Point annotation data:
_ _ _ _

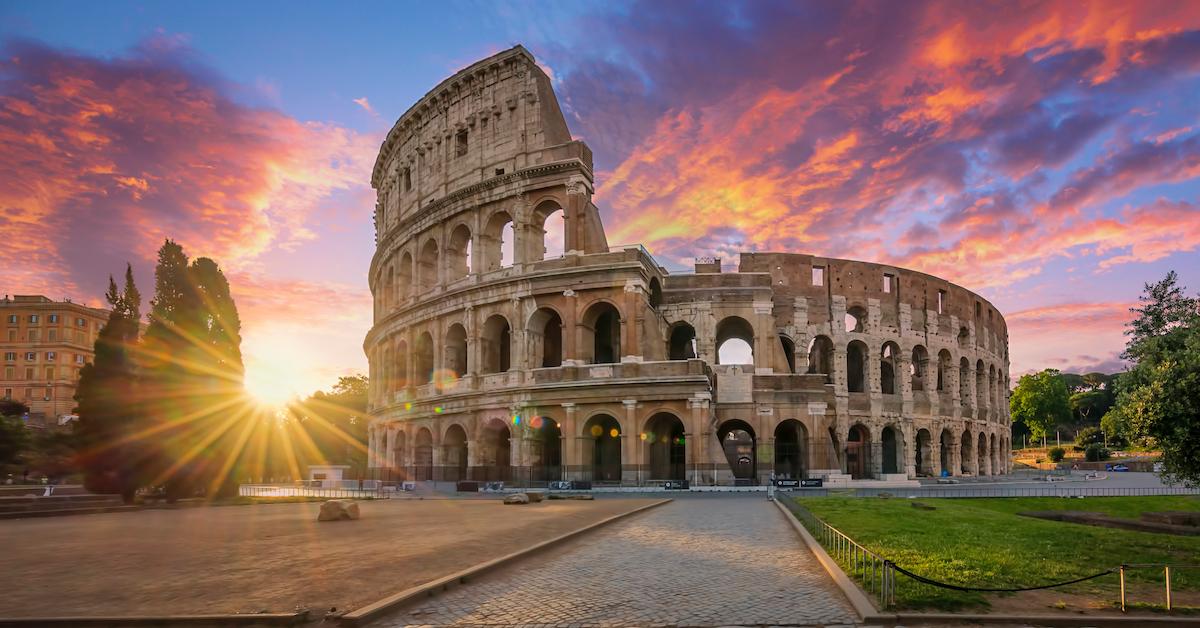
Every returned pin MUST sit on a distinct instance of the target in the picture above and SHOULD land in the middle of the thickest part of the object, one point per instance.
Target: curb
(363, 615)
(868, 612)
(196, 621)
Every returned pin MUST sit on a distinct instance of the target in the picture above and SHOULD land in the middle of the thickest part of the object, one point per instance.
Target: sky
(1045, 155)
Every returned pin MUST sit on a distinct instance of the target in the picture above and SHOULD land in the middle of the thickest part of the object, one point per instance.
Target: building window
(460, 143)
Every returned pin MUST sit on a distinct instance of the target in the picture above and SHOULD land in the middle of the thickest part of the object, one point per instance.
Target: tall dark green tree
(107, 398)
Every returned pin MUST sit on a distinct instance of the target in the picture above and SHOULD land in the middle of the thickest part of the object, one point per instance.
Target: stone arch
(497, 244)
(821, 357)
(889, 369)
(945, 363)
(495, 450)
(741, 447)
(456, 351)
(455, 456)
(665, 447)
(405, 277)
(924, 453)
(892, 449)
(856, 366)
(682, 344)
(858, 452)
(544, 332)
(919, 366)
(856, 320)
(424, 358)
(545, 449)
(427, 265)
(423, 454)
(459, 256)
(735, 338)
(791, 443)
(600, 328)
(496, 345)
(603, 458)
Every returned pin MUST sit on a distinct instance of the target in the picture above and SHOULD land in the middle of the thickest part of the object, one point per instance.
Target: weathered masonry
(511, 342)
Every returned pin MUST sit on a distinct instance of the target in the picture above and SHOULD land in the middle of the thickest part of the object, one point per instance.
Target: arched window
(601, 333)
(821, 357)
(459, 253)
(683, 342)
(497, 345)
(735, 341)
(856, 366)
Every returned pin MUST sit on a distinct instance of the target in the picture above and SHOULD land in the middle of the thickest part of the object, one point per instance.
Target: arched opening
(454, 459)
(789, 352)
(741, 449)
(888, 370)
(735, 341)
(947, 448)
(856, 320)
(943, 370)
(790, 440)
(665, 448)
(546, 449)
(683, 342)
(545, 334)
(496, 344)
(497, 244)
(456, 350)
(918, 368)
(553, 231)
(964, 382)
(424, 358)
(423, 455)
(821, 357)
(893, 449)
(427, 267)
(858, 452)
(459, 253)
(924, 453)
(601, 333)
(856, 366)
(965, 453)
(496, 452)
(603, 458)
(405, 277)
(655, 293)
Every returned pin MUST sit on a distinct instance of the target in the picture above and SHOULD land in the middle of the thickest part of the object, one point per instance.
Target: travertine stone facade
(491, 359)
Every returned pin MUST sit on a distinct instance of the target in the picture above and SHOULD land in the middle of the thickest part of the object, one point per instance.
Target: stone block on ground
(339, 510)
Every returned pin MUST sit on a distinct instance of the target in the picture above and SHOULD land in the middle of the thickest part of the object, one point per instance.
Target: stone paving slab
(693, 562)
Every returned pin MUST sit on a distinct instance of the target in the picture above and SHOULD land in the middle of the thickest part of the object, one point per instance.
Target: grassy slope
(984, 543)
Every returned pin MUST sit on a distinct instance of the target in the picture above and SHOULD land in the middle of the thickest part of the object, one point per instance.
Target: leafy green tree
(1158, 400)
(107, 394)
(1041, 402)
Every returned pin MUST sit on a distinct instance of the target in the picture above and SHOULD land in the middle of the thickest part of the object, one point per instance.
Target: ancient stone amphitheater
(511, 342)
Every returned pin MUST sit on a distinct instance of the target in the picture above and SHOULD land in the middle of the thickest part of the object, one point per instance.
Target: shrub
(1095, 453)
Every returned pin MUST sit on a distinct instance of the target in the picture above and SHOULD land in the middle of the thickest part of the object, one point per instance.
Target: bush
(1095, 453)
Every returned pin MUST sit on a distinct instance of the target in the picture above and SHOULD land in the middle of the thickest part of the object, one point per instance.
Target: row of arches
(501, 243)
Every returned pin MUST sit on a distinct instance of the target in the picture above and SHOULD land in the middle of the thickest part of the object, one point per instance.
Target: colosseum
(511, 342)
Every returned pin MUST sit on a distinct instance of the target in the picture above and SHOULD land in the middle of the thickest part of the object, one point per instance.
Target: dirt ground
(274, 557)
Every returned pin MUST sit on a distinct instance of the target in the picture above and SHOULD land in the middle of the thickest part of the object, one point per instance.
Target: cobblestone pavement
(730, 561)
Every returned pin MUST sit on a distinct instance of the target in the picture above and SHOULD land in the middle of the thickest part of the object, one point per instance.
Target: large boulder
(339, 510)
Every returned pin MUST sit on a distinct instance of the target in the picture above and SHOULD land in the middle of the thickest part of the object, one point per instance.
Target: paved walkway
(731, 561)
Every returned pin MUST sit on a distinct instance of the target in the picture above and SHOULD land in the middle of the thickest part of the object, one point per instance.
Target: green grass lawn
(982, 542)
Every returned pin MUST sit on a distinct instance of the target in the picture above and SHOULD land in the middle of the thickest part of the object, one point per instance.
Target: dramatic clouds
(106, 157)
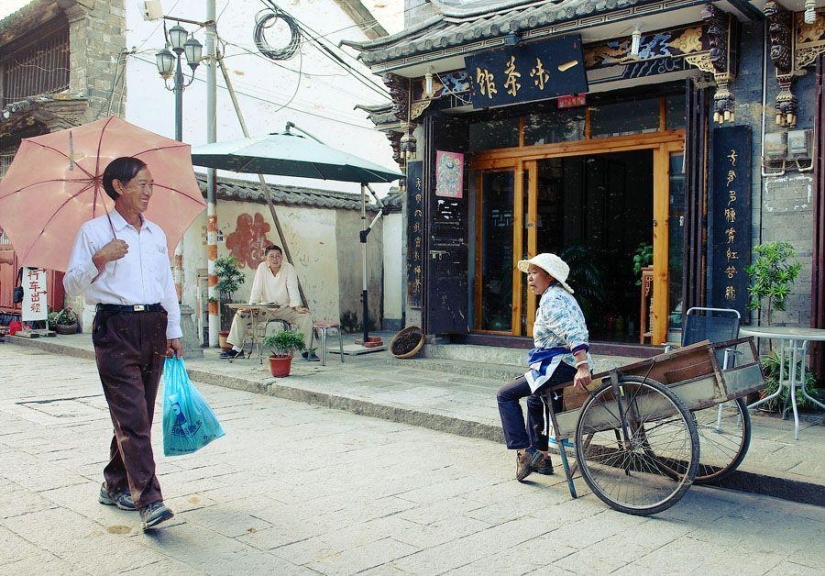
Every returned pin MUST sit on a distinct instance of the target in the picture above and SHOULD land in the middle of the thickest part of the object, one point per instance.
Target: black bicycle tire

_ _ _ _

GIVEN PROBLEM » Count the lines in the listing that contain the word "green" and give only that number.

RESULT OF THE EXERCISE » 3